• [DO THIS]
Reproduce the lines below, substituting "landmark" for every occurrence of "keypoint" and leaving everything else unchanged.

----- RECORDS SHOWN

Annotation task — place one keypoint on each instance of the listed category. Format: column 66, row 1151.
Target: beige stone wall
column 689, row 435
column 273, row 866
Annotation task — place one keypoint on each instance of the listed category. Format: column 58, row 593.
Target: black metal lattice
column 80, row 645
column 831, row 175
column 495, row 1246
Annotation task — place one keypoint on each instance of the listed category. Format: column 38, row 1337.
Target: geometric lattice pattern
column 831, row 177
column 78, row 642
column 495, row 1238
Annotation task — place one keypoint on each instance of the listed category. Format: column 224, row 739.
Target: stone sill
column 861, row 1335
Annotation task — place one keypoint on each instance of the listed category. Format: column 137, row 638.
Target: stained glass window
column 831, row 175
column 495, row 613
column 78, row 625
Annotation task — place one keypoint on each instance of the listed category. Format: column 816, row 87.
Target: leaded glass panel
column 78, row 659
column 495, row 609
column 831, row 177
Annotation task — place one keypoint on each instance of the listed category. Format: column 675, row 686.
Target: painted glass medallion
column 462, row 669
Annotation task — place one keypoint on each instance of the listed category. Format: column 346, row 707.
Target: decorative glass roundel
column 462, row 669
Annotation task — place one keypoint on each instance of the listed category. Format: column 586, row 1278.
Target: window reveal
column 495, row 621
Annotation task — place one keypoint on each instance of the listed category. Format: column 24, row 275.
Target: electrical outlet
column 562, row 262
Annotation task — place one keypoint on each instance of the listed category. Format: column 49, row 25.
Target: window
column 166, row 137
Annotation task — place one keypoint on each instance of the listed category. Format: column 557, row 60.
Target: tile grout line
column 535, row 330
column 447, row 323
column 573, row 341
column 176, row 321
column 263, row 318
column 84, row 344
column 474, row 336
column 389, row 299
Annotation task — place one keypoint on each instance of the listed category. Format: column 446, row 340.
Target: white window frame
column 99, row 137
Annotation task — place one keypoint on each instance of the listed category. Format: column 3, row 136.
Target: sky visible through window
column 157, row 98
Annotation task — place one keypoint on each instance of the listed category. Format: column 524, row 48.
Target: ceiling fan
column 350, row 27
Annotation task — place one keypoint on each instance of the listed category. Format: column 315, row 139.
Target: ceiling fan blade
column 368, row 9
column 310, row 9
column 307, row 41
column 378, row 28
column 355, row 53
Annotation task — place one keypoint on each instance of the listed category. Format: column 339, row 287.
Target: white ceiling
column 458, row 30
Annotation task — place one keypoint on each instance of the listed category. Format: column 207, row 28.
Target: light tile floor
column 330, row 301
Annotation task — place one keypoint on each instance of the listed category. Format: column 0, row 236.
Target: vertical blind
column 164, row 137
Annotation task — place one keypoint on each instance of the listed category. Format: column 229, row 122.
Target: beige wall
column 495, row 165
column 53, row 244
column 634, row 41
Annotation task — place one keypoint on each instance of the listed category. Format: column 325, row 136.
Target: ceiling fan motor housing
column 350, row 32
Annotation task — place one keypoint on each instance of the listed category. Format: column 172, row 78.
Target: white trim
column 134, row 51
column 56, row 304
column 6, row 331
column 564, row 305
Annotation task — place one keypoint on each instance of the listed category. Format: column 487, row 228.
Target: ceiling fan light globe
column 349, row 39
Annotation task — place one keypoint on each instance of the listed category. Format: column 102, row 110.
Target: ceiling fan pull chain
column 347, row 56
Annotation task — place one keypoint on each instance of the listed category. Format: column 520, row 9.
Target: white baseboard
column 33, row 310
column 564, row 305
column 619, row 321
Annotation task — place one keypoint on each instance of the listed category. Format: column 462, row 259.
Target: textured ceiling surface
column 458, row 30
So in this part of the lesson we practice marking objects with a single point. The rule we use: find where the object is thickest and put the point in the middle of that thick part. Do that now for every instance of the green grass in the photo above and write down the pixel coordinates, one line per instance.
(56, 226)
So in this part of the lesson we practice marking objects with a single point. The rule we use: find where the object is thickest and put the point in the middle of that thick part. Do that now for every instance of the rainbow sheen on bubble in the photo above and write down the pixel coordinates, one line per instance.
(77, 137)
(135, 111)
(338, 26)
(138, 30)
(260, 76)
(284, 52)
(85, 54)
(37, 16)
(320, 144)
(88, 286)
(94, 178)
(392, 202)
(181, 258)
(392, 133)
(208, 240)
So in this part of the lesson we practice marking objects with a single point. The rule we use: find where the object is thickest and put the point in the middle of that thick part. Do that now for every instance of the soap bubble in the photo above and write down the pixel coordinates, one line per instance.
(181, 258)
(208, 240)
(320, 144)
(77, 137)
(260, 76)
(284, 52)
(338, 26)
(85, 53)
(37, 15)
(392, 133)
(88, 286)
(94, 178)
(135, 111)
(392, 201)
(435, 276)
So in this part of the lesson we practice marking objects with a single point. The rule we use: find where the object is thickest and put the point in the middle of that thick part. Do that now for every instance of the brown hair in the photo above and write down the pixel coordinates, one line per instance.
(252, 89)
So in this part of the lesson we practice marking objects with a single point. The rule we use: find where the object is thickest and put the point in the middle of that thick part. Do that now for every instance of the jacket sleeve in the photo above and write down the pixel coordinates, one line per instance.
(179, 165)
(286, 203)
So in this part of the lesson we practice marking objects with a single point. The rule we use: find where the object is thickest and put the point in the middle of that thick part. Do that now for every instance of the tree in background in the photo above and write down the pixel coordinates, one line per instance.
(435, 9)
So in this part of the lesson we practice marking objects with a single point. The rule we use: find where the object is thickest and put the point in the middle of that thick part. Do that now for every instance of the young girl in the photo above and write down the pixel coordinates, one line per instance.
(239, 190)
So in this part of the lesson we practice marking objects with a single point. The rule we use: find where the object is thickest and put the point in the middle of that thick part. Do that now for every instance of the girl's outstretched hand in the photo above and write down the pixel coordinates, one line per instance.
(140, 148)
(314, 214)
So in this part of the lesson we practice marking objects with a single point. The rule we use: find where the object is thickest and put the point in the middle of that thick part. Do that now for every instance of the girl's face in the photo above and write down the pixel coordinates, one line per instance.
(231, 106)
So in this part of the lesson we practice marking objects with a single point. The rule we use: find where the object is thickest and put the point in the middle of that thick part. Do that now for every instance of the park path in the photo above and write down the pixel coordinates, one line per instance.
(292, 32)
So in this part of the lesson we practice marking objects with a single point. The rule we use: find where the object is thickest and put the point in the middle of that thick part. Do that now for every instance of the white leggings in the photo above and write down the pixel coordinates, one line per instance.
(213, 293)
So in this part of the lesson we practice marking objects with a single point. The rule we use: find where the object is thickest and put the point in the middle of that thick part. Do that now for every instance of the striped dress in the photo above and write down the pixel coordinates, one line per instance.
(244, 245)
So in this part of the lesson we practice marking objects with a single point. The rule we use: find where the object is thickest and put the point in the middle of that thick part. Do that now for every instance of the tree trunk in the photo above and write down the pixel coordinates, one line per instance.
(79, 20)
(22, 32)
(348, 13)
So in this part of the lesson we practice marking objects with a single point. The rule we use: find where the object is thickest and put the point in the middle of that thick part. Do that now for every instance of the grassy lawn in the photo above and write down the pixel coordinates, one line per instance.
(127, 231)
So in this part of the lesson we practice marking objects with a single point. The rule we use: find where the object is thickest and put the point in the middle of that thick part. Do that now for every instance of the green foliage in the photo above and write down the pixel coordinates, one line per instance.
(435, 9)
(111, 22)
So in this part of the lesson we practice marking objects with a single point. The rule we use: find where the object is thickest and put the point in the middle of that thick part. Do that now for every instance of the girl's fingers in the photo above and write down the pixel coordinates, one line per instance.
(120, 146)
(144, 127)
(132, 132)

----------

• [FULL ANSWER]
Annotation task — place one landmark on each instance of the listed category. Format: column 66, row 1151.
Target: beige stone wall
column 689, row 435
column 273, row 866
Annotation task — place one landmark on each instance of the listed category. Format: column 58, row 593.
Target: black metal lattice
column 80, row 645
column 831, row 175
column 495, row 1246
Annotation task — place one landmark on each instance of the listed category. Format: column 38, row 1337.
Target: geometric lattice pattern
column 831, row 177
column 78, row 642
column 495, row 1238
Annotation task — place one landmark on each instance of the listed category. Format: column 224, row 739.
Target: stone sill
column 861, row 1335
Annotation task — place one landmark on each instance of the listed category. Format: column 137, row 638.
Target: stained glass window
column 831, row 175
column 495, row 613
column 78, row 625
Annotation task — place one landmark on each instance of the listed category. Format: column 816, row 87.
Target: leaded glass panel
column 78, row 659
column 495, row 609
column 831, row 177
Annotation task — place one landmark on each instance of the listed category. Format: column 675, row 686.
Target: painted glass medallion
column 462, row 669
Annotation task — place one landmark on each instance of the listed category. Format: column 346, row 707.
Target: decorative glass roundel
column 462, row 669
Annotation task — place one landmark on each instance of the listed category. Format: column 586, row 1278.
Target: window reveal
column 495, row 621
Annotation task — place one landmark on each instance of the listed category. Format: column 24, row 275.
Target: electrical outlet
column 562, row 262
Annotation task — place one landmark on each instance of the listed category. Format: column 49, row 25.
Target: window
column 166, row 137
Annotation task — place one landmark on each instance of the listed category. Format: column 557, row 60.
Target: tile grout line
column 535, row 330
column 447, row 323
column 573, row 341
column 176, row 321
column 263, row 318
column 84, row 344
column 474, row 336
column 389, row 299
Annotation task — place one landmark on each instance of the listed category. Format: column 446, row 340.
Target: white window frame
column 99, row 137
Annotation task — place one landmark on each instance of the listed category. Format: column 3, row 136.
Target: sky visible through window
column 157, row 98
Annotation task — place one landmark on each instance of the listed category. Format: column 524, row 48.
Target: ceiling fan
column 350, row 27
Annotation task — place one landmark on each instance of the listed category. Format: column 315, row 139.
Target: ceiling fan blade
column 368, row 9
column 310, row 9
column 307, row 41
column 378, row 28
column 355, row 53
Annotation task — place one landmark on each instance of the listed category. Format: column 339, row 287.
Target: white ceiling
column 458, row 30
Annotation task — place one landmark on each instance of the listed category. Format: column 207, row 28.
Target: light tile floor
column 330, row 301
Annotation task — place one landmark on each instance of the listed category. Format: column 0, row 236.
Target: vertical blind
column 164, row 137
Annotation task — place one landmark on each instance of the listed category. Format: column 229, row 122.
Target: beige wall
column 495, row 165
column 53, row 244
column 634, row 41
Annotation task — place one landmark on each instance of the listed category. Format: column 325, row 136.
Target: ceiling fan motor housing
column 350, row 32
Annotation task — place one landmark on each instance of the listed category. Format: column 172, row 78.
Target: white trim
column 134, row 51
column 56, row 304
column 6, row 331
column 564, row 305
Annotation task — place one landmark on each instance of the listed category. Format: column 487, row 228.
Target: ceiling fan light globe
column 349, row 39
Annotation task — place one landmark on each instance of the listed category. Format: column 102, row 110.
Target: ceiling fan pull chain
column 347, row 56
Annotation task — place one landmark on each instance of the listed category. Format: column 520, row 9.
Target: white baseboard
column 33, row 310
column 564, row 305
column 619, row 321
Annotation task — place one landmark on each instance of the listed category. Format: column 462, row 259.
Target: textured ceiling surface
column 458, row 30
So in this part of the lesson we practice marking objects with a single point. The rule we use: find where the object is thickest and put the point in the middle of that thick part. Do that now for every instance of the green grass in the photo above and write down the pixel coordinates, one line per instance.
(56, 226)
So in this part of the lesson we practice marking objects with a single point. The rule we use: find where the object is thickest and put the point in the middle of that thick part. Do that now for every instance of the rainbow sheen on bubble in the photo above and write down the pixel coordinates, one line per instance.
(77, 137)
(135, 111)
(338, 26)
(138, 30)
(260, 76)
(284, 52)
(85, 54)
(37, 16)
(320, 144)
(88, 286)
(94, 178)
(392, 202)
(181, 258)
(392, 133)
(208, 240)
So in this part of the lesson we practice marking objects with a single point. The rule we use: find where the object is thickest and put the point in the middle of that thick part. Do that now for every instance of the soap bubble in the photo above and write down the pixel coordinates, one line per instance.
(181, 258)
(208, 240)
(320, 144)
(77, 137)
(260, 76)
(284, 52)
(338, 26)
(85, 53)
(37, 15)
(392, 133)
(88, 286)
(94, 178)
(135, 111)
(392, 201)
(435, 276)
So in this part of the lesson we practice marking objects with a single point. The rule we use: find where the object is thickest and put the point in the middle of that thick part. Do that now for every instance of the brown hair in the photo above and write down the pixel coordinates, one line per instance.
(252, 89)
So in this part of the lesson we practice marking objects with a single point. The rule we use: find where the object is thickest and put the point in the middle of that thick part. Do that now for every instance of the jacket sleeve in the photo above and write down the pixel coordinates, one line per instance.
(179, 165)
(286, 203)
So in this part of the lesson we practice marking objects with a single point. The rule we use: find where the object is thickest and put the point in the middle of that thick part. Do that now for every instance of the tree in background in the photo above and write down the pixel coordinates, one line per instance.
(435, 9)
So in this part of the lesson we practice marking objects with a single point. The rule we use: find where the object is thickest and put the point in the middle of that thick part. Do that now for every instance of the young girl in the photo above and write down the pixel coordinates, one line per instance.
(239, 190)
So in this part of the lesson we practice marking objects with a single point. The rule we use: find where the object is thickest and put the point in the middle of that thick part. Do that now for every instance of the girl's outstretched hand in the photo above and write down the pixel coordinates, one line per instance.
(140, 148)
(314, 214)
So in this part of the lesson we practice marking objects with a single point. The rule we use: find where the object is thickest and put the point in the middle of that thick part. Do that now for every instance of the girl's face in the photo above and write down the pixel coordinates, one line per instance.
(231, 106)
So in this part of the lesson we practice marking objects with a single point. The rule we use: find where the object is thickest and put the point in the middle of that thick part. Do that now for every instance of the park path in the photo above and write down the pixel coordinates, one line per instance.
(292, 32)
So in this part of the lesson we practice marking objects with a single point. The rule we use: find where the object is thickest and put the point in the middle of that thick part. Do that now for every instance of the white leggings in the photo above and write down the pixel coordinates, one line per instance.
(213, 293)
So in this part of the lesson we practice marking objects with a single point. The rule we use: find where the object is thickest and put the point in the middle of that thick part. Do that now for every instance of the striped dress in the photo above and write down the pixel coordinates, one line per instance.
(244, 245)
So in this part of the lesson we practice marking objects with a single point. The rule we use: find where the object is thickest and put the point in the middle of that thick part. Do that now for every instance of the tree trunk in the photo above and write down the pixel coordinates, one line per instance.
(79, 20)
(22, 32)
(348, 13)
So in this part of the lesson we practice marking objects with a single point. The rule we use: find where the object is thickest and put the point in the middle of that thick part. Do that now for every instance of the grassy lawn in the photo above and write down the pixel coordinates, one line per instance.
(127, 231)
So in this part of the lesson we practice marking objects with a single point. The rule we use: find where the object is thickest and put the point in the middle of that thick part. Do that now for every instance of the green foliage in the photo above and write down the pixel coordinates, one line per instance.
(435, 9)
(111, 22)
So in this part of the lesson we practice marking objects with a single point. The rule we use: find where the object is thickest and put the point in the middle of that thick part. Do that now for every instance of the girl's fingers in the photo above and write down the pixel coordinates, one line per instance.
(120, 146)
(144, 127)
(132, 132)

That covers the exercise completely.